• _Problems_
[A] Translate this sentence from the forum thread on feeding rabbits into Spanish: "They also need a trace mineral salt block if they are not getting pellets."
[B] Reproduce the stretch of the forum thread on feeding rabbits from "I read a study" through "(Dec 20, 2012)", substituting "report" for "study".
-- START Page text --
I have been told time and time again that hay is very important when feeding a lot of fresh forage, for the long stem fiber. Otherwise you risk scours. But I have never tried not feeding hay, so can't say for sure.


----------



## Danaus29 (Sep 12, 2005)

I read a study that was conducted somewhere in Africa about using Mulberry branches and leaves as a major part of the rabbit diet. IIRC the rabbits in the 75% (meaning 75% of their diet was Mulberry) were just as heavy and productive as the control group which was fed no mulberry. The kits grew a bit slower on the 75% but not much.


----------



## WestFork (Dec 20, 2012)

This is amazing info. I have an unlimited supply of willow for coppicing, but I will also plant some mulberry trees. I wonder if it would be possible to dry leaves like hay and store the dried/compacted product in buckets like hay?


----------



## Danaus29 (Sep 12, 2005)

I never tried drying it.


----------



## MaggieJ (Feb 6, 2006)

SkagitBrooms said:


> This is amazing info. I have an unlimited supply of willow for coppicing, but I will also plant some mulberry trees. I wonder if it would be possible to dry leaves like hay and store the dried/compacted product in buckets like hay?


I feed a lot of willow and poplar to my rabbits, fresh in summer and dried in winter. I wish I had mulberry trees and may look at planting some. You could look at planting alfalfa and grain to supplement the foraged greens. Sunflower seeds too. When I first started feeding a natural diet I was feeding only greens and grass hay, but I found the rabbits did better when I added small quantities of whole grain. They also need a trace mineral salt block if they are not getting pellets. Growth rate for fryers will likely be slower, but since the overall feed costs on a natural diet are usually less, this is not a big problem.
-- END Page text --
-- START Data --
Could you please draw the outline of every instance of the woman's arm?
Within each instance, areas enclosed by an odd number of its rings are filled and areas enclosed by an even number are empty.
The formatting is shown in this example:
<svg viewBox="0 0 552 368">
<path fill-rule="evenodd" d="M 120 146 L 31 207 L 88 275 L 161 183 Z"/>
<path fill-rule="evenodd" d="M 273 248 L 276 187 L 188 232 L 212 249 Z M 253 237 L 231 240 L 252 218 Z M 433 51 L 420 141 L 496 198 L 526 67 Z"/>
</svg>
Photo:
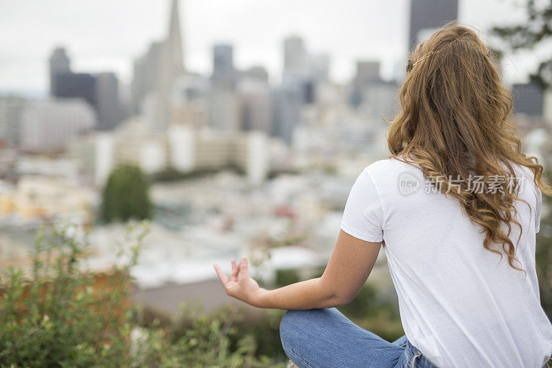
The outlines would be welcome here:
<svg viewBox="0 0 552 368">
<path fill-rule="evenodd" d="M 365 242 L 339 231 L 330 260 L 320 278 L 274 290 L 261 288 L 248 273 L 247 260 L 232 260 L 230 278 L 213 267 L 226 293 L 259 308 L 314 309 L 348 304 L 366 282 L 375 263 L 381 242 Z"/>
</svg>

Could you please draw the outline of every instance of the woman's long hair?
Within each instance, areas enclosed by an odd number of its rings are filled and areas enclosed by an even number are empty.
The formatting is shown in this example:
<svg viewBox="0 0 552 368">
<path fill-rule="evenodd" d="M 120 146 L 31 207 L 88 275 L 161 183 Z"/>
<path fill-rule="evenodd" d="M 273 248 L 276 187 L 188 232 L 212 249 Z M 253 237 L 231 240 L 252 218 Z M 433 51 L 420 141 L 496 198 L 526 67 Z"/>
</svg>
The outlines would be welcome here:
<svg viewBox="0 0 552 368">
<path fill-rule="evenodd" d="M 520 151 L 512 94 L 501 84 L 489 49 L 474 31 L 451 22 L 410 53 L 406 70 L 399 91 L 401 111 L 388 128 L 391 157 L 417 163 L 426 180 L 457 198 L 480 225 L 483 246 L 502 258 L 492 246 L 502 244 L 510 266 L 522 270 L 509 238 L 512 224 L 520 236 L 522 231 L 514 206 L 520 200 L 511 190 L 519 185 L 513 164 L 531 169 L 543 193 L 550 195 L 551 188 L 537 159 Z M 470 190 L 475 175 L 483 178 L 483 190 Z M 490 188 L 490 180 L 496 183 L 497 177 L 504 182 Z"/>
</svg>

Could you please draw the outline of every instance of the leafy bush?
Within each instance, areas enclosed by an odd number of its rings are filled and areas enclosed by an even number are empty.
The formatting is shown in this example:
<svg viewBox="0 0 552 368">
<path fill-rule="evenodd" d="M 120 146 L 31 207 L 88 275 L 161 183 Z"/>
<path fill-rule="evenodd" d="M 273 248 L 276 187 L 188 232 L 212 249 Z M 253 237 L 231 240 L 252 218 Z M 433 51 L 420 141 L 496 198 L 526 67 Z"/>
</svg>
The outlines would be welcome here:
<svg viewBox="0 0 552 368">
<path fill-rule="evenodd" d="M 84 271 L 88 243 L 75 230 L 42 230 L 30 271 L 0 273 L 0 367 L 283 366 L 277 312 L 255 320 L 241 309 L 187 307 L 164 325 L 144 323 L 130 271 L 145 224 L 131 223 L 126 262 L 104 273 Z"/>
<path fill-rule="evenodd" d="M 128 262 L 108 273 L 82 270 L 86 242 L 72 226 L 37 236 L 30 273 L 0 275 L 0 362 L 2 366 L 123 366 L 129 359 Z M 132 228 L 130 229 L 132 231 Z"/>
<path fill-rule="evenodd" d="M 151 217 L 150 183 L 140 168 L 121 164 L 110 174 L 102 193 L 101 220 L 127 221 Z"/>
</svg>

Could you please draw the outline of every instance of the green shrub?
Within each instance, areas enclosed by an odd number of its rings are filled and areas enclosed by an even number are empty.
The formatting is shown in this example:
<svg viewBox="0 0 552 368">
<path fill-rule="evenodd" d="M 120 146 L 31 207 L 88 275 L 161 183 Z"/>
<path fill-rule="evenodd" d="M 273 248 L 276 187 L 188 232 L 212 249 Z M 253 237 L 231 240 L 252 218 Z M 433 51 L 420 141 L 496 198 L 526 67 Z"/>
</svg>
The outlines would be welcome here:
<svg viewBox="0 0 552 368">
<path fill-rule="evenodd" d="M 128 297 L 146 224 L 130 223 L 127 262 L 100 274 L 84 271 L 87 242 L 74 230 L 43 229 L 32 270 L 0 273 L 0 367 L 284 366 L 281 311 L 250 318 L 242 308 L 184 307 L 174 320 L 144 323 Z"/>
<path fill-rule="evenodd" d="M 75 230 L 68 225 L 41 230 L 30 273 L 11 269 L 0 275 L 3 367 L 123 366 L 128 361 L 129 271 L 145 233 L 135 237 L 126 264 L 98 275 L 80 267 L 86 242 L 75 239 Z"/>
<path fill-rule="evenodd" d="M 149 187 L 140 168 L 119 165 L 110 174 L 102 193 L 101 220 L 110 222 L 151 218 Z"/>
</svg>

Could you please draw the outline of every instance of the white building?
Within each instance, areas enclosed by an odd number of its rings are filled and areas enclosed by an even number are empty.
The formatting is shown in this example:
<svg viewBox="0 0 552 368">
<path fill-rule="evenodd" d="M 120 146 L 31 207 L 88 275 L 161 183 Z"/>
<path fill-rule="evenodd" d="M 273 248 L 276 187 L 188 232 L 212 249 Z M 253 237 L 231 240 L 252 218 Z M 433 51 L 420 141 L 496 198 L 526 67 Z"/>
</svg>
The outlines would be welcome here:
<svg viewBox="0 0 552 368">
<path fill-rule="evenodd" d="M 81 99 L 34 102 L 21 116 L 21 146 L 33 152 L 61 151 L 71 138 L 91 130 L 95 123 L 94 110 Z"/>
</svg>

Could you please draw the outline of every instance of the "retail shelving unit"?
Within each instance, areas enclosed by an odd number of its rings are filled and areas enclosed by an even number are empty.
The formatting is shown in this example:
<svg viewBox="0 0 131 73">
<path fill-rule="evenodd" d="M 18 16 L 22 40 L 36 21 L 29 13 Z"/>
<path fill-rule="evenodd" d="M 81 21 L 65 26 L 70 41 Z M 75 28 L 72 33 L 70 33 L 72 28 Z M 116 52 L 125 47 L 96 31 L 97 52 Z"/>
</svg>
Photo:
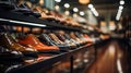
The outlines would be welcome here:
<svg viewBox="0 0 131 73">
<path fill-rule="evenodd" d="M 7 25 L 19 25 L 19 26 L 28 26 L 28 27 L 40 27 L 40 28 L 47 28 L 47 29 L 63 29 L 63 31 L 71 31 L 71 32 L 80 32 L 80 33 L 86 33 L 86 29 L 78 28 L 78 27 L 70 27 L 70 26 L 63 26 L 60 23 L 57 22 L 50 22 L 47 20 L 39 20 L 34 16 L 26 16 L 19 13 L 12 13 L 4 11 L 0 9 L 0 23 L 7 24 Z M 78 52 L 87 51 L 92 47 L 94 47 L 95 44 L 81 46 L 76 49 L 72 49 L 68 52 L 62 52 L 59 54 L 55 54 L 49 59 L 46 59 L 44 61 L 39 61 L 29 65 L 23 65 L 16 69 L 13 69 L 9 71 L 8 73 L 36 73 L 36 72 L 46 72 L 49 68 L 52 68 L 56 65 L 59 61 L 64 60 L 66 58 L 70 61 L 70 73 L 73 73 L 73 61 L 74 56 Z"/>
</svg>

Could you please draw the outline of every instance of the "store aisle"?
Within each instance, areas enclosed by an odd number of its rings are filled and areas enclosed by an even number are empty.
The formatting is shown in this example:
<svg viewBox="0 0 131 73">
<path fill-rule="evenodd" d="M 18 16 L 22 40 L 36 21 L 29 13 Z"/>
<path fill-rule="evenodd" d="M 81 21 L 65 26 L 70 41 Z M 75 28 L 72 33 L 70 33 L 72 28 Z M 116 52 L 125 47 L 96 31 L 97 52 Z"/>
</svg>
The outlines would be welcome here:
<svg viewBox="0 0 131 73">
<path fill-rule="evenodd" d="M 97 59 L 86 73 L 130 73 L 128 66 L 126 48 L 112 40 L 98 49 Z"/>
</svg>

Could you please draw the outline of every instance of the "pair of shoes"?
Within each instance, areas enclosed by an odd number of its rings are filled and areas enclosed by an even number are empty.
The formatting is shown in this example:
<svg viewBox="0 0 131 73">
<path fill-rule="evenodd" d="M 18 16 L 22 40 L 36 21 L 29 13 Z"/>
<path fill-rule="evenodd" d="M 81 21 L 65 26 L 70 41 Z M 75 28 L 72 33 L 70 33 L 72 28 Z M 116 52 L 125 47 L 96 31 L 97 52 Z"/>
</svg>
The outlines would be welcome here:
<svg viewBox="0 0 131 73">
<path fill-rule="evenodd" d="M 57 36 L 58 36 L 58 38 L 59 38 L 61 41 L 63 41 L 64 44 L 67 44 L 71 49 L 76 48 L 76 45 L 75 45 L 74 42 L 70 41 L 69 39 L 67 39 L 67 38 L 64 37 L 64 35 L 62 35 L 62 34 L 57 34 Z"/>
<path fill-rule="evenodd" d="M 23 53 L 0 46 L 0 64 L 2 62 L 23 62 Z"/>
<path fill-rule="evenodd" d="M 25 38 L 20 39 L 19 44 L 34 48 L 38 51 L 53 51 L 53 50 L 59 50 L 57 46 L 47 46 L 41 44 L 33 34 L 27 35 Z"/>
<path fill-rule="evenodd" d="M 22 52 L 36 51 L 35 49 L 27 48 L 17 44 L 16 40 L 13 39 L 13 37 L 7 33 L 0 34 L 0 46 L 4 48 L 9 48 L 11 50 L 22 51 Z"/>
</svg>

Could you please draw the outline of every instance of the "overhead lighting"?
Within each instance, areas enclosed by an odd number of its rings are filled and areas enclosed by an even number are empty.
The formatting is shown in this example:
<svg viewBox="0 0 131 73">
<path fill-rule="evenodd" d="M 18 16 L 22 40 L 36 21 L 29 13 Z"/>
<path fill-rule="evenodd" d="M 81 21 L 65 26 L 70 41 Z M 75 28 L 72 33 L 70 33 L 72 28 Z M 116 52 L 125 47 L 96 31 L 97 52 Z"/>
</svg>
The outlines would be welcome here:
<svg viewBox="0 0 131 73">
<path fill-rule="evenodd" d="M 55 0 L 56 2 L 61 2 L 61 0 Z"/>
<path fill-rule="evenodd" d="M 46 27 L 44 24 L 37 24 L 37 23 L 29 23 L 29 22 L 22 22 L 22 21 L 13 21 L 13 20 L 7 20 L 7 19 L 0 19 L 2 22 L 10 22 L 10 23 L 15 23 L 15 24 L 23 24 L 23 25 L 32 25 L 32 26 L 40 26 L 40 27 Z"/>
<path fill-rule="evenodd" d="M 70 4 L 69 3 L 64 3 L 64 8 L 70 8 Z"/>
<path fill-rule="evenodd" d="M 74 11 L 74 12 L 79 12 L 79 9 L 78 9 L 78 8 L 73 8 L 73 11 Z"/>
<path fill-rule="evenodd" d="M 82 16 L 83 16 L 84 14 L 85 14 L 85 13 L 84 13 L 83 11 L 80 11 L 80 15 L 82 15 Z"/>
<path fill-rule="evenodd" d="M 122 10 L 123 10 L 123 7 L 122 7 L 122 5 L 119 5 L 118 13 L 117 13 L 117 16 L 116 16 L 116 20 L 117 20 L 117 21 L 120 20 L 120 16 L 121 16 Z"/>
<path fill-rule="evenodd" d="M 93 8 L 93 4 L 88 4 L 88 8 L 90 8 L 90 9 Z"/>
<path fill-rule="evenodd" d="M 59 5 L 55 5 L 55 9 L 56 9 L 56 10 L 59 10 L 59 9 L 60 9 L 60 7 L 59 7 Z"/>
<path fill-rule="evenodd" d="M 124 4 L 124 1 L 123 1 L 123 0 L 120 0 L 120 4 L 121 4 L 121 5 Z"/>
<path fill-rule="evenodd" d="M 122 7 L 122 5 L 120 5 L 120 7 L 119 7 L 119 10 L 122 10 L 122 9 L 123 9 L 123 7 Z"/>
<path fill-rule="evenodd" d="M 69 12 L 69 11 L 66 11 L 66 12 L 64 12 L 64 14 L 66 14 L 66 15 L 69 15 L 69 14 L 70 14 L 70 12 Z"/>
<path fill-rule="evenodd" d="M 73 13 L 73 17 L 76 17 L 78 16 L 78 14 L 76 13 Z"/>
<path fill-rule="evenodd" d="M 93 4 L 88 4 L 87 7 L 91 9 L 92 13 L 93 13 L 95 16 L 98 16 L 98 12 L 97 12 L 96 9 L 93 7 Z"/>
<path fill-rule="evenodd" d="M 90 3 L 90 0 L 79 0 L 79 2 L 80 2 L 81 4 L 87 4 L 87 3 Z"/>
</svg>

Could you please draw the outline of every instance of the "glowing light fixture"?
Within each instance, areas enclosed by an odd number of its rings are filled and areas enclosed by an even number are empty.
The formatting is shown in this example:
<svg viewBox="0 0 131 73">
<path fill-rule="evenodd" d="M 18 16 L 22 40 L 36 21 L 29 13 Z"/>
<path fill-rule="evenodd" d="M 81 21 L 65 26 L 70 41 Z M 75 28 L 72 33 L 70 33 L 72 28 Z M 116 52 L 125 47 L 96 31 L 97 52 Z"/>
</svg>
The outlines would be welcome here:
-- END Data --
• _Outputs by task_
[A] También necesitan un bloque de sal con minerales traza si no reciben pellets.

[B]
I read a report that was conducted somewhere in Africa about using Mulberry branches and leaves as a major part of the rabbit diet. IIRC the rabbits in the 75% (meaning 75% of their diet was Mulberry) were just as heavy and productive as the control group which was fed no mulberry. The kits grew a bit slower on the 75% but not much.


----------



## WestFork (Dec 20, 2012)